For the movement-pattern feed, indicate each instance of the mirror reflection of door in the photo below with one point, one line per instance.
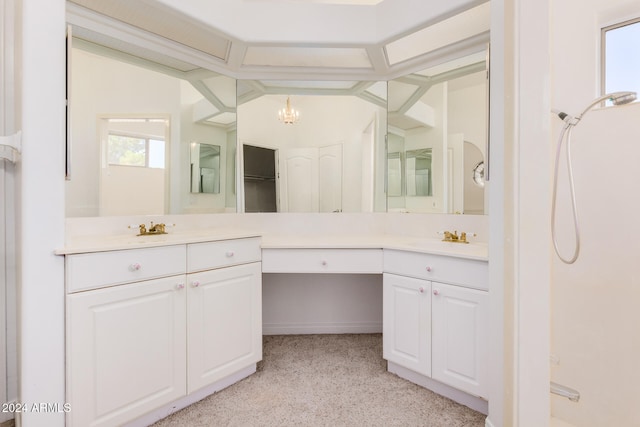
(473, 194)
(205, 168)
(133, 171)
(330, 178)
(299, 179)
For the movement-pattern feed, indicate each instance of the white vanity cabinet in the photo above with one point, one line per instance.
(224, 322)
(126, 349)
(435, 318)
(459, 337)
(406, 327)
(134, 347)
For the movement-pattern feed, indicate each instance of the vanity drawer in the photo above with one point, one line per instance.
(222, 253)
(458, 271)
(100, 269)
(358, 261)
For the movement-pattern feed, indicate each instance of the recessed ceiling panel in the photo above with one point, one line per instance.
(128, 52)
(347, 2)
(320, 57)
(162, 21)
(455, 29)
(453, 65)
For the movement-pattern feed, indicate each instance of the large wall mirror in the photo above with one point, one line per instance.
(416, 143)
(127, 110)
(438, 138)
(328, 157)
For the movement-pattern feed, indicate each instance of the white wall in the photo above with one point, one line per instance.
(40, 204)
(594, 301)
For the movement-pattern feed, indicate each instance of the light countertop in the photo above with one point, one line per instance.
(478, 251)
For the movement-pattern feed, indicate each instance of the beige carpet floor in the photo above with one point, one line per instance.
(324, 380)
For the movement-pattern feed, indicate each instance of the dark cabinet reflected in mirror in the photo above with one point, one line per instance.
(259, 179)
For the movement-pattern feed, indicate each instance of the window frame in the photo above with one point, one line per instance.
(603, 48)
(146, 140)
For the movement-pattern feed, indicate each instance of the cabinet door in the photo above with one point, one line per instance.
(125, 350)
(407, 322)
(224, 325)
(460, 334)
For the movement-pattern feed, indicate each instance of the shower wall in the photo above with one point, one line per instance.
(594, 336)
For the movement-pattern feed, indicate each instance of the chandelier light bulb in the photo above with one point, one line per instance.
(288, 115)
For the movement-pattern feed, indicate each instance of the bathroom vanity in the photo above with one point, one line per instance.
(182, 315)
(155, 326)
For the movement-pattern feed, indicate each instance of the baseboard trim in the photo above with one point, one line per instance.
(175, 406)
(321, 328)
(473, 402)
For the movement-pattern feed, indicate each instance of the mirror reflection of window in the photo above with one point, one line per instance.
(127, 150)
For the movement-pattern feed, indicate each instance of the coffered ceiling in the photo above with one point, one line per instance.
(288, 46)
(315, 39)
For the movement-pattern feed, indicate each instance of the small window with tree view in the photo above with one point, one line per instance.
(127, 150)
(621, 57)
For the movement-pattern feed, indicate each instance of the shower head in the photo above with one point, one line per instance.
(617, 98)
(621, 98)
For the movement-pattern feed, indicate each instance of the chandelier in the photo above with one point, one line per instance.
(288, 115)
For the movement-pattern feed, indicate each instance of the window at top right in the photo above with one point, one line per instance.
(621, 57)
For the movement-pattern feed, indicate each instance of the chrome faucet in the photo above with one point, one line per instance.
(153, 229)
(454, 238)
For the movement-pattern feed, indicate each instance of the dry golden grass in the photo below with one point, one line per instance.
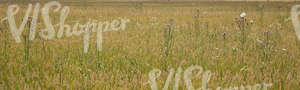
(128, 56)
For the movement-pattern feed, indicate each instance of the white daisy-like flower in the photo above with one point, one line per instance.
(243, 14)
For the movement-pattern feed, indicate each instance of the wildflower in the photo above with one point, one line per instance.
(267, 32)
(251, 21)
(243, 14)
(224, 35)
(259, 41)
(284, 49)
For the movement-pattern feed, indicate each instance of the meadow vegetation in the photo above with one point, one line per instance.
(260, 48)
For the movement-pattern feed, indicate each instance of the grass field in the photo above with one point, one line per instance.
(261, 49)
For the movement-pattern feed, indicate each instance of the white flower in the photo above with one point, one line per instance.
(243, 14)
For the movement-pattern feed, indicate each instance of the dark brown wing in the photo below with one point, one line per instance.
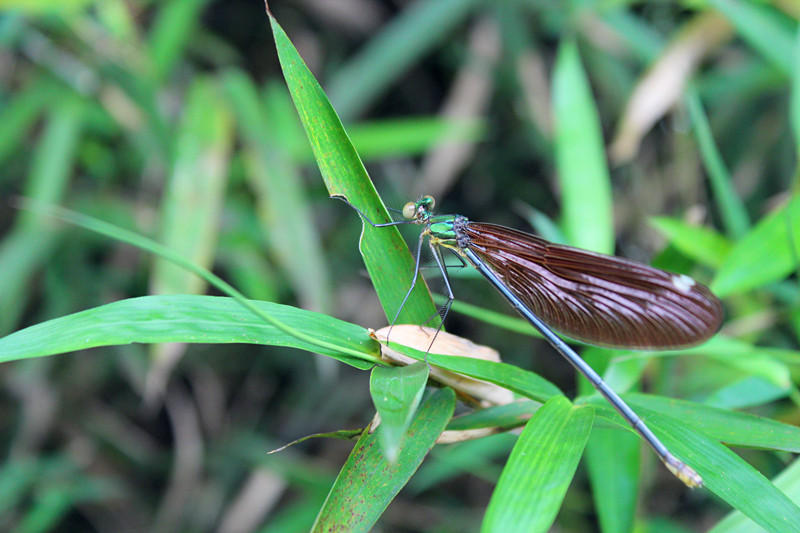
(596, 298)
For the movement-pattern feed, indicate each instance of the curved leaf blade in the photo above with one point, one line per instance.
(368, 482)
(185, 318)
(540, 468)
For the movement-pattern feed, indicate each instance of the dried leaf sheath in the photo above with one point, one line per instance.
(596, 298)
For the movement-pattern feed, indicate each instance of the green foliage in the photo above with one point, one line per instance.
(149, 116)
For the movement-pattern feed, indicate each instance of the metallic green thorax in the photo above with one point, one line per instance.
(443, 230)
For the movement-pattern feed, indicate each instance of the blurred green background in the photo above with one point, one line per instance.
(172, 119)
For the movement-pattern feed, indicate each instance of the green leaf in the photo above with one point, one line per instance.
(768, 253)
(192, 203)
(731, 208)
(186, 318)
(613, 458)
(726, 474)
(396, 392)
(407, 37)
(788, 481)
(761, 26)
(731, 427)
(386, 255)
(587, 217)
(516, 379)
(30, 242)
(540, 469)
(283, 207)
(499, 416)
(702, 244)
(368, 482)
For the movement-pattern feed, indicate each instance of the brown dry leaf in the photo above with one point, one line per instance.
(419, 338)
(663, 84)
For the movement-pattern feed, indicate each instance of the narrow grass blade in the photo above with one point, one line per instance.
(731, 208)
(402, 42)
(190, 319)
(386, 255)
(396, 393)
(192, 204)
(762, 26)
(701, 244)
(766, 254)
(284, 210)
(587, 218)
(368, 482)
(540, 469)
(613, 457)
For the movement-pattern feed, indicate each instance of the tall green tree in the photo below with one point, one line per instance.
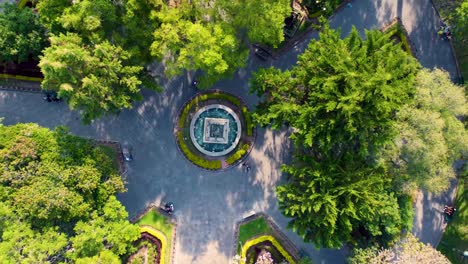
(431, 137)
(94, 79)
(332, 202)
(340, 101)
(408, 250)
(262, 19)
(22, 36)
(187, 41)
(57, 199)
(93, 20)
(342, 94)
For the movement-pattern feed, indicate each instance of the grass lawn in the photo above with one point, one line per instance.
(455, 239)
(250, 229)
(112, 154)
(161, 223)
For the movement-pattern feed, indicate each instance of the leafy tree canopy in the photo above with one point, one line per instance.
(430, 136)
(332, 202)
(57, 199)
(22, 36)
(94, 79)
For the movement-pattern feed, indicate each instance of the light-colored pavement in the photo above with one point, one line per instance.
(208, 204)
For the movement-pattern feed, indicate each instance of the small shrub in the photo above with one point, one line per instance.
(248, 121)
(204, 163)
(238, 154)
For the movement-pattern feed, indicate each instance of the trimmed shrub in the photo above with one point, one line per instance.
(157, 234)
(397, 30)
(238, 154)
(248, 121)
(275, 243)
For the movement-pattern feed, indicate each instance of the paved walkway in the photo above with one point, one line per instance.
(208, 204)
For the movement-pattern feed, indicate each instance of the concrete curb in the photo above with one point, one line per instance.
(460, 77)
(173, 221)
(277, 233)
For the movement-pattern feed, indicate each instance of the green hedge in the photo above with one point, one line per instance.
(204, 163)
(238, 154)
(248, 121)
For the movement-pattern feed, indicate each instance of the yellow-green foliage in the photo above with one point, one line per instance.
(204, 163)
(275, 243)
(157, 234)
(238, 154)
(248, 121)
(210, 164)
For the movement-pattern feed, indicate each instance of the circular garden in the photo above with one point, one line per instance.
(214, 130)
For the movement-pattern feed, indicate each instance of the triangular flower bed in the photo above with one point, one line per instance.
(155, 245)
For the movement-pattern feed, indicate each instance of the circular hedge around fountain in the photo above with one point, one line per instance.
(214, 130)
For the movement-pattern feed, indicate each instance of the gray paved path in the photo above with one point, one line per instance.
(208, 204)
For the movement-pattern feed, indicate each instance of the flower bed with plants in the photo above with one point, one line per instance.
(183, 131)
(252, 249)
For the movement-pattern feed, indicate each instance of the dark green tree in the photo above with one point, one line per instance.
(57, 199)
(50, 12)
(94, 79)
(22, 36)
(186, 40)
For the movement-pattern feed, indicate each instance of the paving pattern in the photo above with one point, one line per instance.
(208, 204)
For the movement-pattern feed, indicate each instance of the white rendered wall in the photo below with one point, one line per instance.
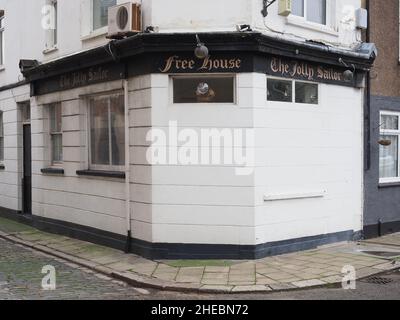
(10, 177)
(26, 39)
(201, 203)
(309, 149)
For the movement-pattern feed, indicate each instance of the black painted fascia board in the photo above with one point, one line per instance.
(184, 42)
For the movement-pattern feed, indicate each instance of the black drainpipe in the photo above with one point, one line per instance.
(367, 111)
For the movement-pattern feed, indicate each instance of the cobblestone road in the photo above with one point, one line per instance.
(21, 278)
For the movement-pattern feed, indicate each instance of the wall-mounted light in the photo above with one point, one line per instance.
(151, 29)
(348, 75)
(201, 51)
(266, 4)
(243, 27)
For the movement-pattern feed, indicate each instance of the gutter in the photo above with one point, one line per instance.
(142, 43)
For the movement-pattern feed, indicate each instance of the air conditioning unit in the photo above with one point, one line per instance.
(285, 7)
(124, 19)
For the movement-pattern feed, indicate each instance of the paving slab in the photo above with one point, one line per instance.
(298, 270)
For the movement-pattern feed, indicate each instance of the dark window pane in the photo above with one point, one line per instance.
(100, 12)
(316, 11)
(1, 149)
(388, 158)
(99, 131)
(118, 130)
(204, 90)
(389, 122)
(56, 145)
(306, 93)
(298, 8)
(279, 90)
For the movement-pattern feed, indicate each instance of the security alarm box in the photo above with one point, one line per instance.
(285, 7)
(361, 18)
(124, 19)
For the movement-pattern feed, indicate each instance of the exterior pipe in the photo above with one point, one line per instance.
(127, 170)
(368, 97)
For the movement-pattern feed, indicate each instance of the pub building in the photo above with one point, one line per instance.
(93, 111)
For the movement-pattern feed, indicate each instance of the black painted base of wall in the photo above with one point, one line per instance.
(377, 230)
(174, 250)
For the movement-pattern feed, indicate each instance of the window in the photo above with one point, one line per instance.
(284, 91)
(51, 33)
(203, 89)
(107, 132)
(56, 133)
(100, 12)
(1, 138)
(312, 10)
(306, 92)
(279, 90)
(1, 37)
(389, 147)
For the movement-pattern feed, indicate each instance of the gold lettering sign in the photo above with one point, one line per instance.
(177, 64)
(83, 78)
(304, 70)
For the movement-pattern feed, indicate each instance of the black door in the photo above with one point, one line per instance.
(27, 175)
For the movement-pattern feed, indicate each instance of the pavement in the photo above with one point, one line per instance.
(315, 268)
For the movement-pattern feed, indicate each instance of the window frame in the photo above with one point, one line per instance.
(55, 133)
(100, 30)
(329, 27)
(52, 34)
(233, 76)
(294, 81)
(2, 42)
(390, 132)
(98, 167)
(2, 137)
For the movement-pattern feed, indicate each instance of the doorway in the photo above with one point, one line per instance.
(27, 159)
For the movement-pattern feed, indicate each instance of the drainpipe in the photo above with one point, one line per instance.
(368, 97)
(127, 170)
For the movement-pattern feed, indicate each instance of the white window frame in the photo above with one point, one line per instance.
(2, 17)
(203, 75)
(294, 91)
(2, 135)
(100, 30)
(388, 132)
(52, 34)
(97, 167)
(55, 133)
(330, 25)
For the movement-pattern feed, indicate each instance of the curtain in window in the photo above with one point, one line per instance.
(316, 11)
(388, 158)
(100, 12)
(298, 8)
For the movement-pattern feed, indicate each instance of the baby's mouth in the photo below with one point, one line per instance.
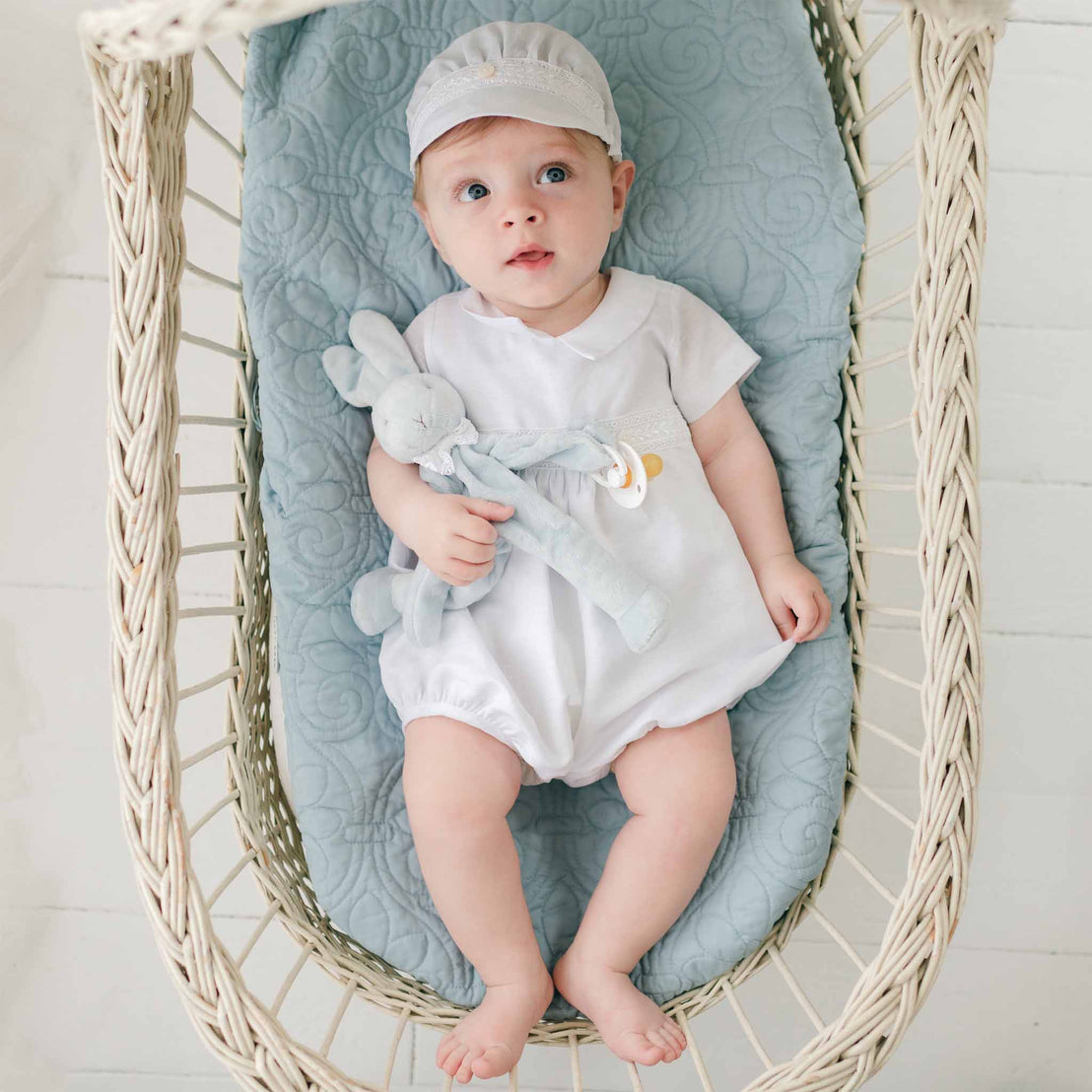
(528, 255)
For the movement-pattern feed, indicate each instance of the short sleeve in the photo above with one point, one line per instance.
(708, 356)
(415, 336)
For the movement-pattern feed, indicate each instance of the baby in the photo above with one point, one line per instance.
(519, 182)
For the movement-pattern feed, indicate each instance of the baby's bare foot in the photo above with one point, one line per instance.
(488, 1041)
(630, 1023)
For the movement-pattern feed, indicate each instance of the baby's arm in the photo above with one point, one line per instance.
(744, 478)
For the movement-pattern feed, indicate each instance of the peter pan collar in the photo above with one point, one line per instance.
(620, 312)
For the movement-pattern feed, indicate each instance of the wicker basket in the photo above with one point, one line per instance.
(142, 59)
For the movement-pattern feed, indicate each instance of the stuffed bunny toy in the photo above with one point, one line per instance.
(421, 417)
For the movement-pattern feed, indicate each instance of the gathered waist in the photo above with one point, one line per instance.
(646, 431)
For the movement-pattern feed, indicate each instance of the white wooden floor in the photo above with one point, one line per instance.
(87, 1002)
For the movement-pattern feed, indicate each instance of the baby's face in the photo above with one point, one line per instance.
(522, 183)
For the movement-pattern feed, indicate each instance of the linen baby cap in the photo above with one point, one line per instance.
(514, 70)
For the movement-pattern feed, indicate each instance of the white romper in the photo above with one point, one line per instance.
(535, 663)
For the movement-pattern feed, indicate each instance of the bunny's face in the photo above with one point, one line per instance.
(414, 414)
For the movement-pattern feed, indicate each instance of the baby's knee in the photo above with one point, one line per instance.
(456, 776)
(696, 802)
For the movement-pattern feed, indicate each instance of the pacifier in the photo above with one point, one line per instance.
(627, 479)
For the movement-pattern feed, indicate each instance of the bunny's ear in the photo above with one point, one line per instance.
(356, 382)
(380, 356)
(382, 346)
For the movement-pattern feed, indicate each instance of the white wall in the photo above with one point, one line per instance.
(87, 1002)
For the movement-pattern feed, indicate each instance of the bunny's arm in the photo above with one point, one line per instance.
(542, 528)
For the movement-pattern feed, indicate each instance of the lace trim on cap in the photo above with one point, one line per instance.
(518, 72)
(647, 431)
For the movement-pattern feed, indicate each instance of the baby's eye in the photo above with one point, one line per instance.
(558, 166)
(471, 187)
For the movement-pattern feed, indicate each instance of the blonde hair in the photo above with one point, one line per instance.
(474, 127)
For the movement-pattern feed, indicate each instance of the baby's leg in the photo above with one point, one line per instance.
(679, 783)
(460, 783)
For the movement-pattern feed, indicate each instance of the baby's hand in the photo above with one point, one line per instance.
(454, 538)
(794, 597)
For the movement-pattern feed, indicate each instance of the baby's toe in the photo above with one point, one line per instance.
(676, 1032)
(465, 1072)
(492, 1062)
(659, 1037)
(647, 1052)
(446, 1045)
(454, 1058)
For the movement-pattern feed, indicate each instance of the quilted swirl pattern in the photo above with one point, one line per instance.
(744, 196)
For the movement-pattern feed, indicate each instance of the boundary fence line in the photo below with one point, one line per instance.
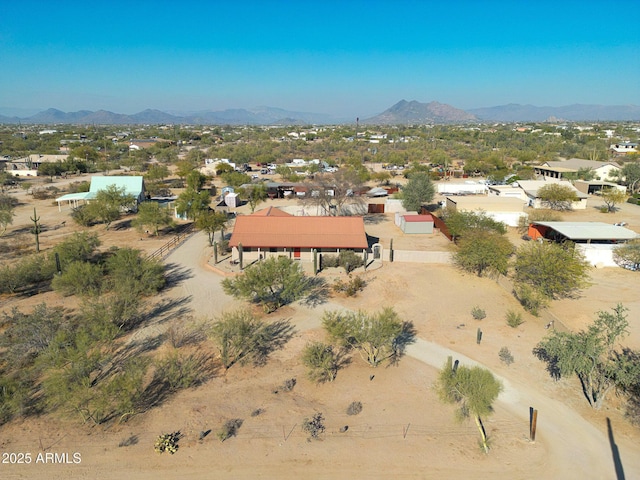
(174, 243)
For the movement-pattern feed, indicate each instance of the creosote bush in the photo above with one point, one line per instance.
(229, 429)
(354, 408)
(314, 426)
(505, 356)
(167, 442)
(478, 313)
(514, 319)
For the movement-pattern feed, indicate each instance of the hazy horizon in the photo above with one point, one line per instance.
(344, 59)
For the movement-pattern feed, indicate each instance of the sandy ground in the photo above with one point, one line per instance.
(403, 430)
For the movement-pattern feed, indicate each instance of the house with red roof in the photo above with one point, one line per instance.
(271, 231)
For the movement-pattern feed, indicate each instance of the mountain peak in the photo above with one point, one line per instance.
(415, 112)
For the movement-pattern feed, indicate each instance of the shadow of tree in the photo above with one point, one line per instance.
(401, 342)
(317, 292)
(174, 274)
(277, 334)
(552, 362)
(374, 219)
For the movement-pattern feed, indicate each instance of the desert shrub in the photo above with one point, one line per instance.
(229, 429)
(530, 299)
(83, 216)
(181, 334)
(349, 260)
(478, 313)
(354, 408)
(330, 261)
(505, 356)
(77, 187)
(514, 319)
(314, 426)
(351, 287)
(167, 442)
(179, 371)
(288, 385)
(321, 361)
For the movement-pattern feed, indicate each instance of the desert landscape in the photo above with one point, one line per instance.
(403, 431)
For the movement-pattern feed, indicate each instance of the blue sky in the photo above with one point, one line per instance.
(346, 58)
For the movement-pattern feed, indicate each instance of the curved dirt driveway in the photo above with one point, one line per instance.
(578, 449)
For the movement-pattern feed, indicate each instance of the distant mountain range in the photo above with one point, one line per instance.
(403, 112)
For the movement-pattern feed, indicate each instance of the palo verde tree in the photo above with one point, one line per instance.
(109, 204)
(271, 283)
(554, 270)
(612, 197)
(557, 197)
(376, 337)
(483, 252)
(256, 194)
(459, 223)
(418, 191)
(152, 216)
(211, 221)
(594, 355)
(627, 255)
(322, 361)
(473, 389)
(241, 338)
(192, 203)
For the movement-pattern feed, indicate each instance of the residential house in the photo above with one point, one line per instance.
(595, 240)
(560, 169)
(132, 185)
(273, 232)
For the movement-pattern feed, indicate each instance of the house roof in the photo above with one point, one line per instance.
(133, 185)
(575, 164)
(590, 230)
(276, 231)
(271, 212)
(418, 218)
(531, 187)
(490, 203)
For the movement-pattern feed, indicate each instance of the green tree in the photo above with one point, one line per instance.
(78, 278)
(459, 223)
(6, 212)
(627, 255)
(157, 172)
(110, 203)
(418, 191)
(184, 168)
(196, 180)
(557, 197)
(612, 197)
(210, 222)
(272, 283)
(552, 269)
(256, 194)
(241, 338)
(192, 204)
(630, 174)
(130, 271)
(473, 389)
(153, 216)
(537, 215)
(78, 247)
(483, 251)
(50, 169)
(376, 337)
(594, 355)
(322, 362)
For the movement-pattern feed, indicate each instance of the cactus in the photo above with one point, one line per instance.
(36, 228)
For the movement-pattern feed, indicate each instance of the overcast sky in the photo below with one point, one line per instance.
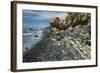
(40, 18)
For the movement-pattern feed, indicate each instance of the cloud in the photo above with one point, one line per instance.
(42, 15)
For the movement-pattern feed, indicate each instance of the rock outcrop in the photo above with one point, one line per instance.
(72, 43)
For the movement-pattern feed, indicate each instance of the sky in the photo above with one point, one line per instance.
(40, 18)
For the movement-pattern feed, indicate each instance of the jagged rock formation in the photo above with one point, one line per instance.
(74, 43)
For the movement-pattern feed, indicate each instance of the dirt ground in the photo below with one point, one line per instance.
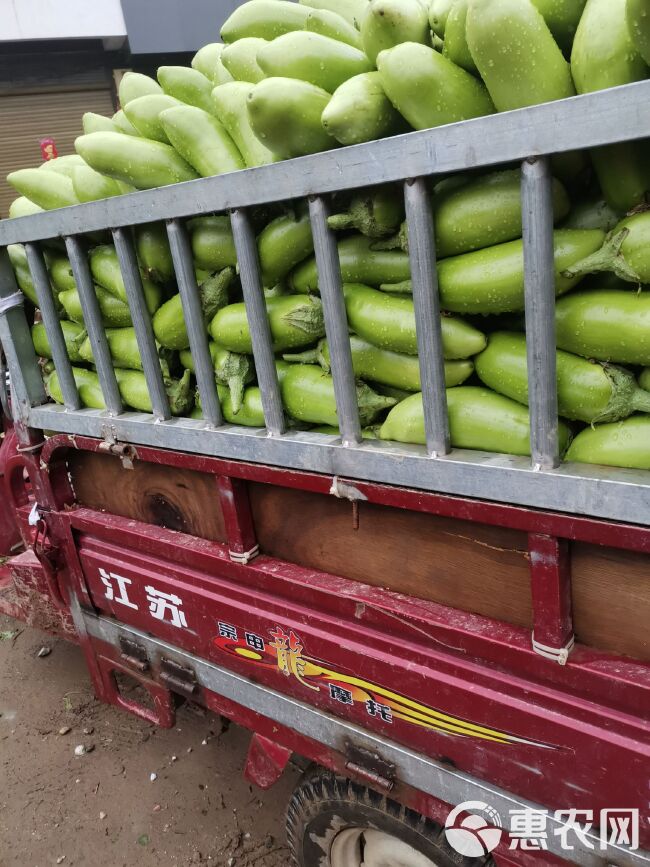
━━━━━━━━━━
:: Instructions to follow ::
Please report every line above that contains the string "shower", copying each such line in full. Case counts.

:: Solution to the problem ::
For the movement-pattern feed, indicate each instance of the shower wall in the photo above with one point, one line per instance.
For the movement-pattern feed, indicate each instance of the shower head in the photo above with one point, one line per instance.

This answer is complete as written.